--- STATED TASK ---
Extract every line of the following material verbatim, omitting the pictures from your answer.

----- DATASET EXCERPTS -----

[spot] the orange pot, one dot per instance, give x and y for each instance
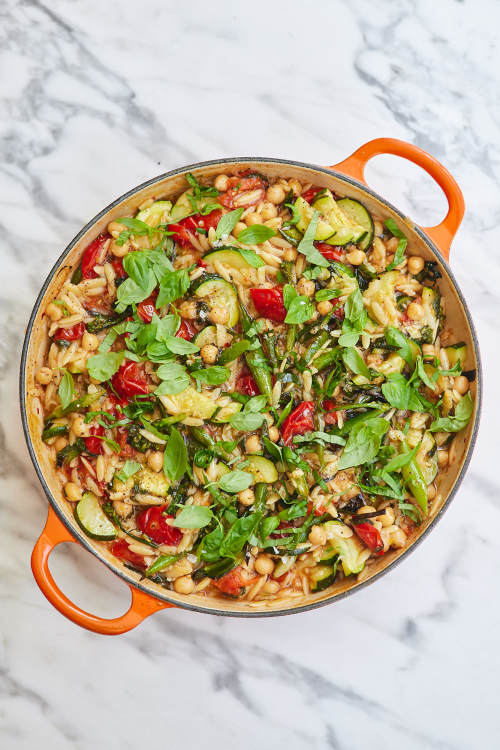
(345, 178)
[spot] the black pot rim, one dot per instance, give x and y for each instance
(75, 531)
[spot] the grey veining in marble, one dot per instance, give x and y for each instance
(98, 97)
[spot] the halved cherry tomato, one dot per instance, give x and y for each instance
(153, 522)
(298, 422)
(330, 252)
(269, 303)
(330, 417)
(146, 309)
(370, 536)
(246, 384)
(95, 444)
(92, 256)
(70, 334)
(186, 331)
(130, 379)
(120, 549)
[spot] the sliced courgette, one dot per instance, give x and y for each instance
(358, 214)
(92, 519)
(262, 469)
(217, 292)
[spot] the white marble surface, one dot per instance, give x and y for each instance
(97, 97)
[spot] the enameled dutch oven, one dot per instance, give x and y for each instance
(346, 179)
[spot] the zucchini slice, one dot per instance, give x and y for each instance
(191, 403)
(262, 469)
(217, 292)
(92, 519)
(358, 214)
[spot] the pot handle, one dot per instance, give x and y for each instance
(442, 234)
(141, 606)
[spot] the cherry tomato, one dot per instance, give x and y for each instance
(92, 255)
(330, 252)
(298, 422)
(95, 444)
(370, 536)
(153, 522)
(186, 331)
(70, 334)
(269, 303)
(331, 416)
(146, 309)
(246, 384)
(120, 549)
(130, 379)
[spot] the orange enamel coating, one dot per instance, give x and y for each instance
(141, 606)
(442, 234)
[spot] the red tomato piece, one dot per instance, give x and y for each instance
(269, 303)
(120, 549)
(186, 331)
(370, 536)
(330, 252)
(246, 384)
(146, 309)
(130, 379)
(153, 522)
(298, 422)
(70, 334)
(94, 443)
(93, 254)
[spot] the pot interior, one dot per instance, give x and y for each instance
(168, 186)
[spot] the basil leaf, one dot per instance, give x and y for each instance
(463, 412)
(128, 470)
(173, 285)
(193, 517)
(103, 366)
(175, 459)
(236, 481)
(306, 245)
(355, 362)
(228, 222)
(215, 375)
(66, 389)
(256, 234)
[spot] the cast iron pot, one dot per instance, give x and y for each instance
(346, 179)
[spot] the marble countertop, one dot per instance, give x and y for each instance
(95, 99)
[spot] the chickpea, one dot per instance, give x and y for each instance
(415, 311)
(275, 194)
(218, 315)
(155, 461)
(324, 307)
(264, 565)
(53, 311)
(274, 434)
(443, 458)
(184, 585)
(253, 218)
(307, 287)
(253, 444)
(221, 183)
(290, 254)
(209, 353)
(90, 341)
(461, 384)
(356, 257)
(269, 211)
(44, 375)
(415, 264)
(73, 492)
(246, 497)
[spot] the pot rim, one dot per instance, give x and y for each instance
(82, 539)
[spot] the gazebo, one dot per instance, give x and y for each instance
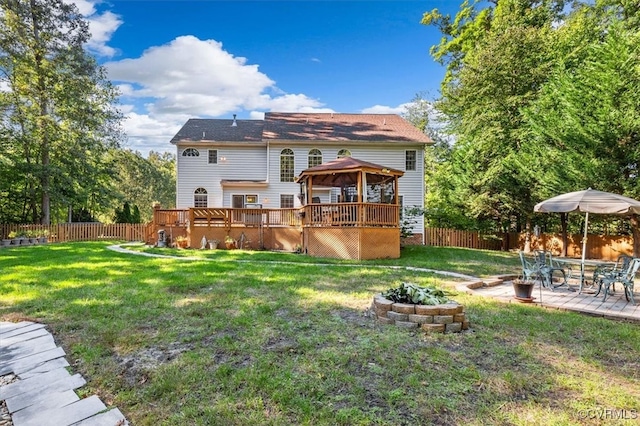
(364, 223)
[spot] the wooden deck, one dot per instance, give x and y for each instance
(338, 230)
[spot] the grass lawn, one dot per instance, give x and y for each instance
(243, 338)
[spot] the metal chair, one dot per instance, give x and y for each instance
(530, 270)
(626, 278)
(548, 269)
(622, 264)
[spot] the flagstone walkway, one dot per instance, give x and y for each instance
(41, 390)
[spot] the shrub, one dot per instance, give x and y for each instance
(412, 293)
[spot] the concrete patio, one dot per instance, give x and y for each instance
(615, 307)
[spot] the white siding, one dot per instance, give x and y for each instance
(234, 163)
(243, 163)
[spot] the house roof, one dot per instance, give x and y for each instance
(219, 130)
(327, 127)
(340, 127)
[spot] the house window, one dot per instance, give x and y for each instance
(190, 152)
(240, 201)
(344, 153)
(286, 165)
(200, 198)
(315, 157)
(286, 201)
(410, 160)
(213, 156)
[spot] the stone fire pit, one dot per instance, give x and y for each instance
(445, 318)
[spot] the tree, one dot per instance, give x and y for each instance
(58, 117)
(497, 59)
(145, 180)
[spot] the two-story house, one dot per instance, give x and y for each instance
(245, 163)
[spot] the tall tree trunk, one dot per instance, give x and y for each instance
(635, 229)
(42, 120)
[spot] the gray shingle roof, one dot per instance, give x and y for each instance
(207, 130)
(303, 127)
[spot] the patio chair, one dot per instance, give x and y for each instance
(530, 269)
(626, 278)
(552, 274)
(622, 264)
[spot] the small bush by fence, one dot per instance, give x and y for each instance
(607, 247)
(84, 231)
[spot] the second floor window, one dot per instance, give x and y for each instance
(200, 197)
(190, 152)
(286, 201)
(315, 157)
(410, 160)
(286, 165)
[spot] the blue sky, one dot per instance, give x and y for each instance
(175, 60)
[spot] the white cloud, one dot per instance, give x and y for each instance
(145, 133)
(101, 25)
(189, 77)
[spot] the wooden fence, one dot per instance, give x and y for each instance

-----

--- TASK SOLUTION ---
[spot] the orange pot, one dot per instance, give x and y for each instance
(345, 178)
[spot] the black pot rim, one dot per instance, give x and y for each instance
(75, 531)
[spot] the grey veining in marble, one dot per instance, give x and y for each instance
(98, 97)
[spot] the halved cherry tomato, one dot per instance, give x and y for each instance
(153, 522)
(298, 422)
(330, 252)
(269, 303)
(330, 417)
(146, 309)
(370, 536)
(246, 384)
(95, 444)
(92, 256)
(70, 334)
(186, 331)
(130, 379)
(120, 549)
[spot] the sliced courgette, one dot per instance, give x and y for each instance
(358, 214)
(92, 519)
(262, 469)
(217, 292)
[spot] the white marble surface, one dot per instance, give x and y for each instance
(97, 97)
[spot] the enameled dutch oven, one dot per instance, give x and y for each instance
(346, 179)
[spot] the zucchini slice, one dot per instance, give x and y for each instance
(191, 403)
(262, 469)
(217, 292)
(92, 519)
(358, 214)
[spot] the pot handle, one dot per instance, give x and y for each instance
(442, 234)
(141, 606)
[spot] the cherry tomato, one dot per instance, give x and y for each instance
(92, 255)
(330, 252)
(298, 422)
(95, 444)
(370, 536)
(153, 522)
(186, 331)
(70, 334)
(269, 303)
(331, 416)
(146, 309)
(246, 384)
(120, 549)
(130, 379)
[spot] the orange enamel coating, one dot per instance, give x and y for each instance
(141, 606)
(442, 234)
[spot] the red tomato piece, one dot per instance, give x and y for each instance
(269, 303)
(120, 549)
(186, 331)
(370, 536)
(330, 252)
(246, 384)
(146, 309)
(130, 379)
(153, 522)
(298, 422)
(70, 334)
(94, 443)
(93, 254)
[spot] the pot interior, one dot per instance, give x and y for each instance
(168, 186)
[spot] the basil leaf, one dot per instance, give x and y for each instance
(463, 412)
(128, 470)
(173, 285)
(193, 517)
(103, 366)
(175, 459)
(236, 481)
(306, 245)
(355, 362)
(228, 222)
(215, 375)
(66, 389)
(256, 234)
[spot] the cast iron pot, one dot per instance, give x and y for each instance
(346, 179)
[spot] the marble countertop, one dot per instance, give x and y for each instance
(95, 99)
[spot] the chickpea, one dot per instance, give x and y for each instance
(415, 311)
(275, 194)
(218, 315)
(155, 461)
(324, 307)
(264, 565)
(53, 311)
(274, 434)
(443, 458)
(184, 585)
(253, 218)
(307, 287)
(253, 444)
(221, 183)
(290, 254)
(209, 353)
(90, 341)
(461, 384)
(356, 257)
(269, 211)
(44, 375)
(415, 264)
(73, 492)
(246, 497)
[spot] the pot rim, one dot per instance, give x and y for each instance
(82, 539)
[spot] the gazebo, one dot per instance, give x and y for each instance
(364, 223)
[spot] the wooden deck, one dot per instance, give x and y for each instance
(338, 230)
[spot] the grass lawn, one dot per instance, give x and y for each instance
(243, 338)
[spot] the metal chair, one dot per instance, give x and y for each instance
(530, 270)
(626, 278)
(548, 269)
(622, 264)
[spot] the flagstone walkway, one dot per instance, give x and y for each instance
(41, 390)
[spot] the shrub, one dot per instance, give x and y for each instance
(412, 293)
[spot] the concrete patio, one dot per instance, give x and y for each instance
(615, 307)
[spot] the white siding, one dot per instance, give x and y for each instance
(234, 163)
(243, 163)
[spot] the house roof, one dot per instance, give x and y for each instance
(219, 130)
(327, 127)
(340, 127)
[spot] the house window, one dot per instance, give x and y for each instance
(190, 152)
(240, 201)
(344, 153)
(286, 165)
(200, 198)
(315, 157)
(286, 201)
(410, 160)
(213, 156)
[spot] the stone fire pit, one dot per instance, give x and y for each instance
(445, 318)
[spot] the tree, one dot per instance, give x and y for each instance
(58, 117)
(497, 59)
(145, 180)
[spot] the two-story house, one dot per instance, give x and y for each instance
(245, 163)
[spot] the tall tree trunk, one dot per instance, give x and y for each instance
(635, 229)
(42, 120)
[spot] the gray shingle roof, one dot per instance, give x and y for each instance
(207, 130)
(303, 127)
[spot] the patio chair, one dot per instance, give x and y for each instance
(530, 269)
(626, 278)
(552, 274)
(622, 264)
[spot] the small bush by fence, one dot per instance, give x and y for each instance
(607, 247)
(84, 231)
[spot] the second floor window, one dot per instance, give x and y for each instance
(200, 197)
(190, 152)
(286, 201)
(315, 157)
(410, 160)
(286, 165)
[spot] the blue sky, one dot per instance, give x and y for each instance
(175, 60)
[spot] the white cloud, one dot per instance, give x and y for each instance
(145, 133)
(101, 25)
(189, 77)
[spot] the wooden fence, one dot per instance, give x and y for each instance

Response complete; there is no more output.